**To-do item**. Pull out every line of the records that contains the string "negative", matching case exactly. Copy those lines and leave out all the others.

═══ Material provided ═══

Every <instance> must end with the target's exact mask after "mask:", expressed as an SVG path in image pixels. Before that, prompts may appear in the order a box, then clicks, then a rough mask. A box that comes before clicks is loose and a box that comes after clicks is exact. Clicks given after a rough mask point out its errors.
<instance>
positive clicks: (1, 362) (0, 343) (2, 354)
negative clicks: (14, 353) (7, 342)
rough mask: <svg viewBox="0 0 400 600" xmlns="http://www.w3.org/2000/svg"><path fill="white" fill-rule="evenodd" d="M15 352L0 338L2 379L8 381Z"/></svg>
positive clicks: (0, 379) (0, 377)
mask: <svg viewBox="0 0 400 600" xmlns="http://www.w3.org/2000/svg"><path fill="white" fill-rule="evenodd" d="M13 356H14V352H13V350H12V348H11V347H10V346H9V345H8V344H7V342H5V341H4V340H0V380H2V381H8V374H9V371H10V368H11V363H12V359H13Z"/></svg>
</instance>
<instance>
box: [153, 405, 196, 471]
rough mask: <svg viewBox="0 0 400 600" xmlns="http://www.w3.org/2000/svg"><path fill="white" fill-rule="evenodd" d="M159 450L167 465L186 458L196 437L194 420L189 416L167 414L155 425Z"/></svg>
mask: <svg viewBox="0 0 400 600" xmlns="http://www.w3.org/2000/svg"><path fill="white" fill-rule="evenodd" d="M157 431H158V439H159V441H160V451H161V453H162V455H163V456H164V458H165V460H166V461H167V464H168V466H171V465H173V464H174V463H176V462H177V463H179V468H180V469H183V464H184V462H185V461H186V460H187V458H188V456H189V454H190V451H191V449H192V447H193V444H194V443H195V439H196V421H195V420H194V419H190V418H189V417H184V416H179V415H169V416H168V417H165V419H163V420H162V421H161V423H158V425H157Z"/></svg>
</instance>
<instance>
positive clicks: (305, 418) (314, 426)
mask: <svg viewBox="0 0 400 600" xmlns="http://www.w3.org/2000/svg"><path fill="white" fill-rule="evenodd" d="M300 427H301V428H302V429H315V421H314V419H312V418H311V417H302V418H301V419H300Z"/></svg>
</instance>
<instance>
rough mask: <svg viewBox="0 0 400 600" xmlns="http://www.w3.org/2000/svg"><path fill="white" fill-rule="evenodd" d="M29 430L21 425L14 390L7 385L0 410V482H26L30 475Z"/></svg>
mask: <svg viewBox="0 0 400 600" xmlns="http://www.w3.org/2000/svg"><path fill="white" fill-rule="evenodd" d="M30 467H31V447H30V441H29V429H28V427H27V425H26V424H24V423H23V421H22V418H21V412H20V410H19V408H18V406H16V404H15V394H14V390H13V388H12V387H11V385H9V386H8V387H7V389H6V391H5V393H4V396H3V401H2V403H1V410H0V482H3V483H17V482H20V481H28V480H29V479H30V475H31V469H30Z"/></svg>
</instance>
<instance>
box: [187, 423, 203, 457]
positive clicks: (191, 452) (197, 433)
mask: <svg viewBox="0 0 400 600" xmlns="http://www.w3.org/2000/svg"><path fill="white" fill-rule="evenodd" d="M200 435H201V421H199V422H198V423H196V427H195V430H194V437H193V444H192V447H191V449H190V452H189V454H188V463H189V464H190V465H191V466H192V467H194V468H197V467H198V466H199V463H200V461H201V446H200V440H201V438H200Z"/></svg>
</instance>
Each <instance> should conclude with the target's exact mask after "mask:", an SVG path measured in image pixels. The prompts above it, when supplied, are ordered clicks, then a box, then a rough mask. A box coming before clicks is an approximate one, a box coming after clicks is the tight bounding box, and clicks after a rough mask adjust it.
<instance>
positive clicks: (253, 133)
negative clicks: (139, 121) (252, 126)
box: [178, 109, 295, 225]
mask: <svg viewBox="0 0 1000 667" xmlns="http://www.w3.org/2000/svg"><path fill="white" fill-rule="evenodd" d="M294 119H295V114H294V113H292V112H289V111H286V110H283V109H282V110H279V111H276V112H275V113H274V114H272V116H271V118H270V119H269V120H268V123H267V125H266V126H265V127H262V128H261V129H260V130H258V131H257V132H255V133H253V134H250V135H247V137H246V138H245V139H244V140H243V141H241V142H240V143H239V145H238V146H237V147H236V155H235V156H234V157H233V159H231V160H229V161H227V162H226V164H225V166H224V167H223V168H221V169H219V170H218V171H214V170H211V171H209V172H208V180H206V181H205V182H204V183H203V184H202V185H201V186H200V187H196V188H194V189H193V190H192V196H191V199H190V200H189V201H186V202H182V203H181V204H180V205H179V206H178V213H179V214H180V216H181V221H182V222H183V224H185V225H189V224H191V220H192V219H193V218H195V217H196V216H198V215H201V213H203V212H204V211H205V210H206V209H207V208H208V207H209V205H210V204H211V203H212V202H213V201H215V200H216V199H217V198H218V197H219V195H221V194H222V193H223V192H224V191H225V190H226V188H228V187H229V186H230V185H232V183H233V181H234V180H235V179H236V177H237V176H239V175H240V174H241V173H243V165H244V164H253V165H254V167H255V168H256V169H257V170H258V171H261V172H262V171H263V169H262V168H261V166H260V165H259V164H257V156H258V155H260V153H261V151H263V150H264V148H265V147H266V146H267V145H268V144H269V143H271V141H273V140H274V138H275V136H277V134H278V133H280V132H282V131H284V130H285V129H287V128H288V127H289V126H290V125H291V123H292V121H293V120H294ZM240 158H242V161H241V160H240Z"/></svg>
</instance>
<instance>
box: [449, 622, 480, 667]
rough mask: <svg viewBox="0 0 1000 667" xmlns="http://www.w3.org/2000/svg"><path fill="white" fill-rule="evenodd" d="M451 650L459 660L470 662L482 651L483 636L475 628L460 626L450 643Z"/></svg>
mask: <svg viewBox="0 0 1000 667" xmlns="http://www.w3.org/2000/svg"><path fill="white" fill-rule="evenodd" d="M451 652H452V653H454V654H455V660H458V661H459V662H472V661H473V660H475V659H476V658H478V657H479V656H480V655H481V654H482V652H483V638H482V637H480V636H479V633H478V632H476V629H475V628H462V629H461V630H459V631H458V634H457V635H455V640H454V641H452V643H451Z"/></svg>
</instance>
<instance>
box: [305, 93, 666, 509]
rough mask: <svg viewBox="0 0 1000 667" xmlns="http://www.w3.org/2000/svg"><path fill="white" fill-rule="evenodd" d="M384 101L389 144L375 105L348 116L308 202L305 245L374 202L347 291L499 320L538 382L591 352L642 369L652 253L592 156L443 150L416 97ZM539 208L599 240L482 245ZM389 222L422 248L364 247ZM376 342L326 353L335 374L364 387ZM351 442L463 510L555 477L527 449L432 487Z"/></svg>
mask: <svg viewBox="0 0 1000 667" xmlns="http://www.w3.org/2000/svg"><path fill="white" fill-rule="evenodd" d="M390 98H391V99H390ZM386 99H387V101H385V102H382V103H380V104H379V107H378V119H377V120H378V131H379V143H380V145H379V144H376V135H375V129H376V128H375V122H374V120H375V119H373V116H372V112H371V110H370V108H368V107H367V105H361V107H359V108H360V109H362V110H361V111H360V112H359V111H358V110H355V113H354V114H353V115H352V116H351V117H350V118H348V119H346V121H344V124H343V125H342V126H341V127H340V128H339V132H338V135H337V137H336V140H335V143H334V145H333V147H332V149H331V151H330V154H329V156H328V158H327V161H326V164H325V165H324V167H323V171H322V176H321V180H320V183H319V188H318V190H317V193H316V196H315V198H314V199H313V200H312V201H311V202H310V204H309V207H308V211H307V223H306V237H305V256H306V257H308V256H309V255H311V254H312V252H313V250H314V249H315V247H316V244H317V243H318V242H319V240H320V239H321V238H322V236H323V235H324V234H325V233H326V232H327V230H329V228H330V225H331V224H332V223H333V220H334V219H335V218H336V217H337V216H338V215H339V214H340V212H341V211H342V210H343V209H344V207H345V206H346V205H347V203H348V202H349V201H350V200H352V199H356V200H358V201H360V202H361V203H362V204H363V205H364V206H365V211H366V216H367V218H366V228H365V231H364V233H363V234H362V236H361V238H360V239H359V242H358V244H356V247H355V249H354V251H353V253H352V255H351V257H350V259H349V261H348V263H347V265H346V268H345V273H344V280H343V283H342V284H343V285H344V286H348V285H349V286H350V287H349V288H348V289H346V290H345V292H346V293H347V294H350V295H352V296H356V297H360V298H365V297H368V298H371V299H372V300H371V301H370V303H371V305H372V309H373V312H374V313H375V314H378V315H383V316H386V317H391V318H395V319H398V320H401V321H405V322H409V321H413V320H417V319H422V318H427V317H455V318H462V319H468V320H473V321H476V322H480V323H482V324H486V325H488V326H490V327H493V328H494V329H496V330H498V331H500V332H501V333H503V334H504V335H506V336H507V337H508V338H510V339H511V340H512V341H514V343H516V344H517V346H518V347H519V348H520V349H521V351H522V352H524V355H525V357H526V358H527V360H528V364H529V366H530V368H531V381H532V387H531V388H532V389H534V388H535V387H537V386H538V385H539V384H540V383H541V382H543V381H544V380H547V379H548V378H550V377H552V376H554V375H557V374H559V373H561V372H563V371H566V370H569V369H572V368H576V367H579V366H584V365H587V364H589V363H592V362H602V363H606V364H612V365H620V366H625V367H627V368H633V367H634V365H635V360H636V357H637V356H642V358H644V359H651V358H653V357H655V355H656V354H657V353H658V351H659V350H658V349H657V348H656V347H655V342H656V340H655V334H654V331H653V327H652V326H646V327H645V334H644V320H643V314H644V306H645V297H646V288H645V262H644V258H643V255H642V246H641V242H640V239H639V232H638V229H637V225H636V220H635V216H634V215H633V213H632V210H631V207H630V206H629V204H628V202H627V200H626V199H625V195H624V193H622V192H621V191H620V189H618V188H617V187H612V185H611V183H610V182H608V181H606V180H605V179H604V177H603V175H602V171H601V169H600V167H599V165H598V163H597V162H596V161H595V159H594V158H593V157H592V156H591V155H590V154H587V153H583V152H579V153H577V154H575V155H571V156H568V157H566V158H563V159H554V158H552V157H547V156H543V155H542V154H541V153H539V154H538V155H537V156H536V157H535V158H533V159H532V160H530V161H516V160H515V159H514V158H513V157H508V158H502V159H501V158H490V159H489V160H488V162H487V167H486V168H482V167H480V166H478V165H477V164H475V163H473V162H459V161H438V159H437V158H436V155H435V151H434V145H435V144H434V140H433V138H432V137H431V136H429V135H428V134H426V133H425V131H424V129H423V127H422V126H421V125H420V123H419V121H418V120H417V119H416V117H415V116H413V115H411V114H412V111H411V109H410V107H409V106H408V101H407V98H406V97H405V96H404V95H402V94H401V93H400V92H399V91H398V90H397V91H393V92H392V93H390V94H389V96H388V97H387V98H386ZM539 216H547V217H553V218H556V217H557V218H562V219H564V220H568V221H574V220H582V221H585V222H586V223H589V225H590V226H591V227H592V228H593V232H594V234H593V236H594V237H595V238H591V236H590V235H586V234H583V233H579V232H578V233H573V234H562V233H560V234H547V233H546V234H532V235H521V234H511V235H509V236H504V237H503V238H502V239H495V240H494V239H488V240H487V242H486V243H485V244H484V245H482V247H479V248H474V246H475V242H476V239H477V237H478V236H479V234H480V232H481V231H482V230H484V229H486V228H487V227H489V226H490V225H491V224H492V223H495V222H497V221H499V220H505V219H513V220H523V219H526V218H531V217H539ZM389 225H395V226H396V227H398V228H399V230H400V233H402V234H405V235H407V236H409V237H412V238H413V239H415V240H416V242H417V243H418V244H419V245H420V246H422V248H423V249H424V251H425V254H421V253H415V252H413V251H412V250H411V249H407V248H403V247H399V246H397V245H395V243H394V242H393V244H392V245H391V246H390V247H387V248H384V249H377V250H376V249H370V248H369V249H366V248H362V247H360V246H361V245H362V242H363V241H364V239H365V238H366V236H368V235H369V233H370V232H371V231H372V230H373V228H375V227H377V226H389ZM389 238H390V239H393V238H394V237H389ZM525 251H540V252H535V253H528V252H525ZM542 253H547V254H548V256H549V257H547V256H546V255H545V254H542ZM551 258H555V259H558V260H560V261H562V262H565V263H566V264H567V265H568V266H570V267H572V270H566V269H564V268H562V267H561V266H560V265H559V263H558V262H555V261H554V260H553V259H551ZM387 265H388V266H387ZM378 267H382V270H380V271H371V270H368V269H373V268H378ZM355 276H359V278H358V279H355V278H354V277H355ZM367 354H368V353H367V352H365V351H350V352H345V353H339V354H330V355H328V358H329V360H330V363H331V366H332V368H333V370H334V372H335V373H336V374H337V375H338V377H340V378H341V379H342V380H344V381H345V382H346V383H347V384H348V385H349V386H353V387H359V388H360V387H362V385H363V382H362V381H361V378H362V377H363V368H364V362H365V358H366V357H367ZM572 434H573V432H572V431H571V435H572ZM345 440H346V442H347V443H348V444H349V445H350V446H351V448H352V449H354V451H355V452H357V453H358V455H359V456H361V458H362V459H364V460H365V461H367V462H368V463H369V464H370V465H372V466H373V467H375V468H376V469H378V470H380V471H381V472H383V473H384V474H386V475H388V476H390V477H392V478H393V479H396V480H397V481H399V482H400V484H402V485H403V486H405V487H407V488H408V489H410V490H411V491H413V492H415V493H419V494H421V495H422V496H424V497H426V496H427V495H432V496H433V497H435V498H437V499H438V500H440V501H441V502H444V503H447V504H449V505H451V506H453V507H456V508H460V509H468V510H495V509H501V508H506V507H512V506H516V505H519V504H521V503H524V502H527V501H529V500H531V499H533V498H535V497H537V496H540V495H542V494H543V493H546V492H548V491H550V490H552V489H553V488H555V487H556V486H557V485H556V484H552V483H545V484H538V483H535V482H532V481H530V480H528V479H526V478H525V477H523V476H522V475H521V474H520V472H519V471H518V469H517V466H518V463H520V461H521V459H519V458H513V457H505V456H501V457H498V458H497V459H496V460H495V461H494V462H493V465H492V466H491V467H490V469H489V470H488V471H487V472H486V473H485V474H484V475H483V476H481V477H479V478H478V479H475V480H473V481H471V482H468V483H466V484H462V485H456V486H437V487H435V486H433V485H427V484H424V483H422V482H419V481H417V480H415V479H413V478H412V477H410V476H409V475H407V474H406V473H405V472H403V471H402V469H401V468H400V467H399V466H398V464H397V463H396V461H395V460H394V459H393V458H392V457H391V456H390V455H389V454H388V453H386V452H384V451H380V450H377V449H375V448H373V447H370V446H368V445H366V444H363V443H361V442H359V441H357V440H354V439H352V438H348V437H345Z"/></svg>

═══

**Solution to the problem**.
negative clicks: (14, 353) (7, 342)
negative clicks: (139, 121) (252, 126)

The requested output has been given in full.